*** Given text ***
Hello Will. I am 75 and have over a number dabbled with both acrylic and watercolour. I am proficient in neither, i am keen to learn from the basics and thankfully your excellent web site will enable me to do just that. I am looking forward to moving forward with my hobby and am sure that your tuition will help me in my endeavours. Many thanks. Tony.


Will Kemp March 9, 2015

Hi Tony, great to hear from you and really pleased you’ve been finding the site helpful in developing your painting skills. Hope you enjoy the articles and tutorials.


JG March 16, 2015

Hi Will,

Thank you for being such a resource!
I’ve just started out using acrylics, and have run across 2 60ml tubes of artist quality (W&N) paint which seem to have separated in the tube. Is there a remedy for this? Should I even try? Is this considered a defect?
Any advice would be much appreciated.



Will Kemp March 18, 2015

Hi J, yes this can sometimes happen, you can just squeeze out the paint with the medium and mix them well together and it will be fine. It will often just be a small amount of excess liquid and then the rest of the tube will be as normal.



Shelia March 18, 2015

Thank you for explaining the difference.


Nada Diwan July 4, 2015

Hi Will
I use acrylic colors and I have been painting a lot.
I just finished painting a bunch of roses using golden and Liquitex colors. I love my painting but when it dried it looked chalky, dry, dehydrated. I added a little glazing medium on top so it shines and deepen the colors a bit. It looks much better.
Do you think I did the right thing? Or should I use the glazing medium or another medium while I am painting to make them look more moist appearance?… And not have a gloss finish?


Will Kemp July 5, 2015

Hi Nada, usually if I want to bring the lustre up in an acrylic painting I would add the sheen in the varnish stage of the painting. This helps to unify the sheen, saturate the colours and give you a slight sheen. To have a sheen without a gloss finish I would use a satin varnish.

Hope this helps,



Linda July 6, 2015

Thanks for the great info. I’m just starting with acrylic paint and man at art store said it’s okay to use some Golden heavy body and Holbein together in painting, mixing and everything. What’s your opinion? Can brands be mixed and matched and still “play fair” in the sandbox (or on the canvas)?


Will Kemp July 6, 2015

Hi Linda, yes you can intermix brands together, there will be slight variations in the consistencies and handling properties of the paints but they can be mixed together fine.


Heather August 23, 2015

I am a grandmother just starting painting for the first time in my life. Your website has been invaluable to someone for whom painting is a complete mystery. I love the way I can start with only a few good acrylic colours. Baby steps!! While Paul Klee is my idol I am enjoying the feeling that I am actually putting paint on a canvas. Am encouraging my grandchildren to draw and paint while they still love the process.
Thank you for your help.


Will Kemp August 24, 2015

Hi Heather, so pleased the website has been of help to unravelling the world of painting! Good luck with the paintings with your Grandchildren.
*** Data rows ***
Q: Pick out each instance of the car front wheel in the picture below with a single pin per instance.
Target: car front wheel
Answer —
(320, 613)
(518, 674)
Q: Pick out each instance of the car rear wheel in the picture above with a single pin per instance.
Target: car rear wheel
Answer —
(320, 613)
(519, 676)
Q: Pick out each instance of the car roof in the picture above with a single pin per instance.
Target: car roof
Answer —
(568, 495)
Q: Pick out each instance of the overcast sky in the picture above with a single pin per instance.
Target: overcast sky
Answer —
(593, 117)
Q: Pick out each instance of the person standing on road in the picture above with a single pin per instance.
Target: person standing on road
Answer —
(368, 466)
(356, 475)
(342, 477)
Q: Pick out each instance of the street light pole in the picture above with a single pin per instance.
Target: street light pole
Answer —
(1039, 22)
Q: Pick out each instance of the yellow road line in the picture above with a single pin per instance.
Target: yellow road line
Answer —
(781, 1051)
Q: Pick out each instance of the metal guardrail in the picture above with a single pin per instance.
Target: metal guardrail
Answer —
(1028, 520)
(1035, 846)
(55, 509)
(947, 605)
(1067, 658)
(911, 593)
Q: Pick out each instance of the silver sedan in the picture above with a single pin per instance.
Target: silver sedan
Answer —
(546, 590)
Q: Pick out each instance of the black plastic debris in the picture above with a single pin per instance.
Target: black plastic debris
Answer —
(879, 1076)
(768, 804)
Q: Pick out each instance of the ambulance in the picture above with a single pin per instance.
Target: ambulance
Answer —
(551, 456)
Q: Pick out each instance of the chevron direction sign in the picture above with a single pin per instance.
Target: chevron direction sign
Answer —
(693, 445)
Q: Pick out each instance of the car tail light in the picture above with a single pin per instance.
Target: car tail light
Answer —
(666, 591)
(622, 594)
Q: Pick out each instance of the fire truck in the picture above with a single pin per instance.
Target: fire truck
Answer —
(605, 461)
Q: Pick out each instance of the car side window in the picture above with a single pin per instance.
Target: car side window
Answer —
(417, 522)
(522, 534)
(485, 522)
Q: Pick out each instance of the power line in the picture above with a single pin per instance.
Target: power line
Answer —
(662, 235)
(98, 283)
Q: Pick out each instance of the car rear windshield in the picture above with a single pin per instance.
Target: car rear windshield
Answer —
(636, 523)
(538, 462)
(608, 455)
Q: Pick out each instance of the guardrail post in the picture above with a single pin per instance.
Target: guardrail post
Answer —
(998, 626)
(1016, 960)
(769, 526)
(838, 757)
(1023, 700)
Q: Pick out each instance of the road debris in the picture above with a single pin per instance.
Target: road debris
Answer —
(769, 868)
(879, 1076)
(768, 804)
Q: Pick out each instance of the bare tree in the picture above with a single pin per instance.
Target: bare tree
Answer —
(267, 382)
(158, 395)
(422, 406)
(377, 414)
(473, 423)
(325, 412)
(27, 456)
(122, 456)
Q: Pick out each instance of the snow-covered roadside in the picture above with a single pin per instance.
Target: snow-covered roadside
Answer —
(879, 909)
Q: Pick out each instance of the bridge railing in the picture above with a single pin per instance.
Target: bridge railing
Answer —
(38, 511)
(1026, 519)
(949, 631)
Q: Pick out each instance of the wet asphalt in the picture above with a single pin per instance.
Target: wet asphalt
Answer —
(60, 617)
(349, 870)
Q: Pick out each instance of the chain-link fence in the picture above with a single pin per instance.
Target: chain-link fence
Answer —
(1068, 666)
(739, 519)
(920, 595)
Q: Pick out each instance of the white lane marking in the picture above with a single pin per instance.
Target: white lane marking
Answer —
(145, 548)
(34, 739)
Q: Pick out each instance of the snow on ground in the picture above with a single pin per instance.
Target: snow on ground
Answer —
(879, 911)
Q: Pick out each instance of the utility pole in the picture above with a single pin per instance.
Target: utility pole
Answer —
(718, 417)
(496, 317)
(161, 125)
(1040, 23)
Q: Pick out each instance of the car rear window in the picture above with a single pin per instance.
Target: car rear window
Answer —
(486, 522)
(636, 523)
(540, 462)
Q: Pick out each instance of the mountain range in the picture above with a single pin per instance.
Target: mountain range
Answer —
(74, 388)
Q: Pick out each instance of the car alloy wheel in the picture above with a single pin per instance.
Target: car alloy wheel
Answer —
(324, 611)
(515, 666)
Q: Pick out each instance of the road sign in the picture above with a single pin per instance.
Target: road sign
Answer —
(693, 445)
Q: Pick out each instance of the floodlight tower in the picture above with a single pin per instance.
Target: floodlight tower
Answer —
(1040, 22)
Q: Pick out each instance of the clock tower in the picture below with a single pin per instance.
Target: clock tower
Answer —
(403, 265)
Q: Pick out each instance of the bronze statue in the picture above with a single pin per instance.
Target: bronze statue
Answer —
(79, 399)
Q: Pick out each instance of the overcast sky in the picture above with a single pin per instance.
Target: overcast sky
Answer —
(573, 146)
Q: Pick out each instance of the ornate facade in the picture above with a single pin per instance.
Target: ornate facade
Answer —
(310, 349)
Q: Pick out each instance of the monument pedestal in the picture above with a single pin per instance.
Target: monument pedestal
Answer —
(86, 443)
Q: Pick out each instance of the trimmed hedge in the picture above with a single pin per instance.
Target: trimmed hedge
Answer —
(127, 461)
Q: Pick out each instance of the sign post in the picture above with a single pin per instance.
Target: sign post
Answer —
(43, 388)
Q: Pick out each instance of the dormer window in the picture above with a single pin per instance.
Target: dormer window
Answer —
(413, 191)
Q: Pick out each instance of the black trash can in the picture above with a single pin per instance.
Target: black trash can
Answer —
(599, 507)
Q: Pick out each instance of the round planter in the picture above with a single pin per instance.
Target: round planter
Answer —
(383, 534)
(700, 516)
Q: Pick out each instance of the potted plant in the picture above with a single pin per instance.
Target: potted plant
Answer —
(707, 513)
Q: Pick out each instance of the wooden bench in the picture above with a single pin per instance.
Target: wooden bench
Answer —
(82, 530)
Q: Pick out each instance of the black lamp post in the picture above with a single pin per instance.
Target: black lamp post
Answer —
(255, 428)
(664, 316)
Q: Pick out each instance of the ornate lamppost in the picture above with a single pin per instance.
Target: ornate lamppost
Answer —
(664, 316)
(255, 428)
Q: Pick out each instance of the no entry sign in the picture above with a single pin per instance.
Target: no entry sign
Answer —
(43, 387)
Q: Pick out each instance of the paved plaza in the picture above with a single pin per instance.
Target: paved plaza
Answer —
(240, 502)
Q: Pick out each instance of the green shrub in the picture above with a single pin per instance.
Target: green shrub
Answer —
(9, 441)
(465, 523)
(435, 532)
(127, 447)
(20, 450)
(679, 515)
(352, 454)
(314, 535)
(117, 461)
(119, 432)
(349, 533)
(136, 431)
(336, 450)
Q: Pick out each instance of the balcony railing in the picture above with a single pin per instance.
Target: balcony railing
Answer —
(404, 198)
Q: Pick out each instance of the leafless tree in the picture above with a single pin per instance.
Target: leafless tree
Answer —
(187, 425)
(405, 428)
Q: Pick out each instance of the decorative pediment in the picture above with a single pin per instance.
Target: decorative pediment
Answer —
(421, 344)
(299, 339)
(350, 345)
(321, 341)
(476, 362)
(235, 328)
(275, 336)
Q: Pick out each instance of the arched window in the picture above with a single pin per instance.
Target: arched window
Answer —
***
_Your tasks_.
A) In the comment thread, what type of varnish does Will Kemp suggest for a sheen without a gloss finish?
B) Please list every paint brand named in the comment thread.

_Answers to the exercise_.
A) A satin varnish.

B) W&N, Golden, Liquitex, Holbein